Stored records:
━━━━━━━━━━━━━━━━

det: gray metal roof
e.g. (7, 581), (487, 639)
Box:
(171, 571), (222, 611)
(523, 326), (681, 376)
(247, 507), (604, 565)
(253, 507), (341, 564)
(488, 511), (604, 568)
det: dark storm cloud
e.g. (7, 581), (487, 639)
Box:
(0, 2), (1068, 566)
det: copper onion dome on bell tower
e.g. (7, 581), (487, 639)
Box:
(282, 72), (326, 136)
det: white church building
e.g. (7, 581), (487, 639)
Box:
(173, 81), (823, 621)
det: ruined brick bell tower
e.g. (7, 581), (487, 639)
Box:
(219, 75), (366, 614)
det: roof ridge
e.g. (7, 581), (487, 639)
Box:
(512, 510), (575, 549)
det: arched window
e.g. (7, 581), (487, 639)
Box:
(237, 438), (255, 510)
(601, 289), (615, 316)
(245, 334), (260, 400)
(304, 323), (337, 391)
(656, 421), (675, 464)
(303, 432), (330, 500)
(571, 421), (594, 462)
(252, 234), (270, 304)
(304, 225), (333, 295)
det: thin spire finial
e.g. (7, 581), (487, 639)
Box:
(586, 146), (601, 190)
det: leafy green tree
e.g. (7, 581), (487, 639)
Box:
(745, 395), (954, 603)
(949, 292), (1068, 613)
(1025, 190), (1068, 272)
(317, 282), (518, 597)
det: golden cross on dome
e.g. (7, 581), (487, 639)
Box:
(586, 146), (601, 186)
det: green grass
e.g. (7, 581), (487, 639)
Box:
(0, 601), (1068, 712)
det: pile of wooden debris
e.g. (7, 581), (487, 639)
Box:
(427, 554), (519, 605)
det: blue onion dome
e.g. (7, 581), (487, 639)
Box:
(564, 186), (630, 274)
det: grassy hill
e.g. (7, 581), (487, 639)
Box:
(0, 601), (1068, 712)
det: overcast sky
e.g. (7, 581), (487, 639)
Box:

━━━━━━━━━━━━━━━━

Rewrite all of the material above, replacing "onion dome" with "cupola" wherever it occurs and changing nothing else.

Answer to this problem:
det: gray metal roof
e.g. (7, 581), (487, 639)
Box:
(171, 571), (222, 611)
(523, 326), (681, 376)
(247, 507), (604, 565)
(253, 507), (341, 564)
(488, 511), (604, 568)
det: dark storm cloud
e.g. (7, 581), (487, 639)
Box:
(0, 2), (1068, 566)
det: copper cupola on bell tower
e.g. (7, 581), (487, 639)
Box:
(282, 72), (326, 136)
det: white church building
e.g. (7, 581), (487, 639)
Box:
(173, 81), (823, 621)
det: ruined brick bell tower
e.g. (7, 581), (487, 639)
Box:
(219, 75), (366, 614)
det: roof ridge
e.g. (7, 581), (487, 639)
Box:
(512, 510), (575, 549)
det: arched window
e.g. (7, 581), (487, 639)
Box:
(237, 438), (255, 510)
(601, 289), (615, 316)
(245, 334), (260, 400)
(304, 323), (337, 391)
(656, 421), (675, 464)
(303, 432), (330, 500)
(571, 421), (594, 462)
(252, 234), (270, 304)
(304, 225), (333, 295)
det: thin spire finial
e.g. (7, 581), (487, 639)
Box:
(586, 146), (601, 190)
det: leafy green tree
e.g. (7, 581), (487, 639)
Box:
(745, 395), (954, 603)
(949, 292), (1068, 613)
(1025, 190), (1068, 272)
(317, 282), (518, 597)
det: golden cross on dome
e.g. (7, 581), (487, 639)
Box:
(586, 146), (601, 186)
det: green grass
e.g. (7, 581), (487, 639)
Box:
(0, 601), (1068, 712)
det: pile of wooden debris
e.g. (7, 581), (487, 639)
Box:
(427, 554), (519, 605)
det: blue cupola
e.g. (7, 581), (487, 639)
Box:
(564, 186), (630, 274)
det: grassy hill
e.g. (7, 581), (487, 639)
Box:
(0, 601), (1068, 712)
det: overcast sky
e.g. (7, 581), (487, 639)
Box:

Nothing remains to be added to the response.